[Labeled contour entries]
>>>>>
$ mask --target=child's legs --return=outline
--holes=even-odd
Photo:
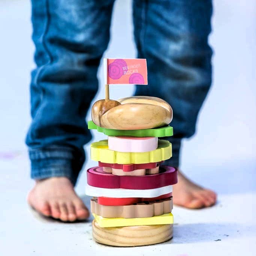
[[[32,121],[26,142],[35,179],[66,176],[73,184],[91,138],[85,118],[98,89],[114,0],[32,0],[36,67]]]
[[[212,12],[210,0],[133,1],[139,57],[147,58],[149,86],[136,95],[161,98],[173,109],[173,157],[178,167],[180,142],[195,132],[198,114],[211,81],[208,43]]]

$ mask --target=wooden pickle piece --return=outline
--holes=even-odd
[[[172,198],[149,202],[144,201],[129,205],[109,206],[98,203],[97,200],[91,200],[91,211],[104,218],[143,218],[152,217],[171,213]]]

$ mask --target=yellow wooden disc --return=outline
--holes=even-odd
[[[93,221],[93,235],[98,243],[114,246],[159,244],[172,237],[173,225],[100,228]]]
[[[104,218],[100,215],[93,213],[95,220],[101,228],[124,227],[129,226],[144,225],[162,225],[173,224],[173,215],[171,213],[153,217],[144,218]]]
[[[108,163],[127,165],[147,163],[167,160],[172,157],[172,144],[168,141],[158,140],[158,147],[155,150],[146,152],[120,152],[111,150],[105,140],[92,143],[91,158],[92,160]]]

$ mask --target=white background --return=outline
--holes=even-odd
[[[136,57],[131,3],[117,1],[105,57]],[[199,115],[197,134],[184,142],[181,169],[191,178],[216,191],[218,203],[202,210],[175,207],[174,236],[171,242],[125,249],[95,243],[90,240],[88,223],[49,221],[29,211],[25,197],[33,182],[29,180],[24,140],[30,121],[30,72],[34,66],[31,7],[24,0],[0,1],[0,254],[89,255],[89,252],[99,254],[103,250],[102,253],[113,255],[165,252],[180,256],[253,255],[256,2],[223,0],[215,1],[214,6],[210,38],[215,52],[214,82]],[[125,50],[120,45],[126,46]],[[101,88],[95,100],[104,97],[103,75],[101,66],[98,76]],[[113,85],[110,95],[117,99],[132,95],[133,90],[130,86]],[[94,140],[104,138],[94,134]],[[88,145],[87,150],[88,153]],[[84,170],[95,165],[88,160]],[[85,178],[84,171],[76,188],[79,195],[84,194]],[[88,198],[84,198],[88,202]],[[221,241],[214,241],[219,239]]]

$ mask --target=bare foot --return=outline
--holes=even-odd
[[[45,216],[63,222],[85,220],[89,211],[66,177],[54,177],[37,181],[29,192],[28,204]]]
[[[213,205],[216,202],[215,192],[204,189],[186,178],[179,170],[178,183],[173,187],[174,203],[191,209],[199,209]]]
<<<<<
● Exercise task: Format every line of the rows above as a JSON list of strings, one string per line, with blank lines dropped. Leave the pictures out of the list.

● Answer to this task:
[
  "$ mask --target=child's legs --return=outline",
  "--holes=even-odd",
  "Photo:",
  "[[[32,121],[26,142],[35,179],[66,176],[73,184],[91,138],[85,118],[98,89],[114,0],[32,0],[36,67]]]",
  "[[[212,12],[210,0],[133,1],[139,57],[147,58],[149,86],[136,95],[161,98],[173,109],[173,157],[178,167],[180,142],[195,132],[198,114],[211,81],[208,43]]]",
  "$ mask --target=wooden pickle piece --return=outline",
  "--holes=even-odd",
  "[[[172,198],[149,202],[144,201],[129,205],[109,206],[98,203],[97,200],[91,200],[91,211],[104,218],[143,218],[152,217],[171,213]]]",
  "$ mask --target=yellow wooden disc --return=outline",
  "--holes=even-odd",
  "[[[93,221],[93,235],[98,243],[114,246],[159,244],[172,237],[173,225],[100,228]]]",
  "[[[104,218],[100,215],[93,213],[95,220],[101,228],[124,227],[129,226],[144,225],[162,225],[173,224],[173,215],[171,213],[153,217],[144,218]]]",
  "[[[108,163],[127,165],[147,163],[167,160],[172,157],[172,144],[168,141],[158,140],[158,147],[155,150],[146,152],[120,152],[111,150],[105,140],[92,143],[91,158],[92,160]]]",
  "$ mask --target=white background --return=outline",
  "--holes=even-odd",
  "[[[136,57],[131,3],[117,1],[105,57]],[[199,115],[197,134],[184,142],[181,169],[191,178],[216,191],[218,203],[202,210],[175,207],[174,236],[171,242],[125,249],[95,243],[90,240],[88,223],[49,221],[29,211],[25,197],[33,182],[29,180],[24,140],[30,121],[30,72],[34,66],[31,7],[24,0],[0,1],[0,254],[89,255],[89,252],[99,254],[103,250],[102,253],[113,255],[165,252],[180,256],[253,255],[256,2],[223,0],[215,1],[214,6],[210,38],[215,52],[214,82]],[[125,50],[120,45],[126,46]],[[101,88],[95,100],[104,97],[103,75],[101,66],[98,76]],[[113,85],[110,95],[117,99],[132,95],[133,90],[130,86]],[[94,140],[104,138],[94,134]],[[88,145],[87,150],[88,153]],[[84,170],[95,165],[88,160]],[[85,178],[84,171],[76,188],[79,195],[84,194]],[[88,198],[84,198],[88,202]],[[221,241],[214,241],[219,239]]]",
  "$ mask --target=bare foot --return=outline",
  "--holes=even-odd",
  "[[[45,216],[63,222],[85,220],[89,211],[66,177],[54,177],[37,181],[29,192],[28,204]]]",
  "[[[213,205],[216,202],[215,192],[204,189],[186,178],[179,170],[178,183],[173,187],[174,203],[191,209],[199,209]]]"
]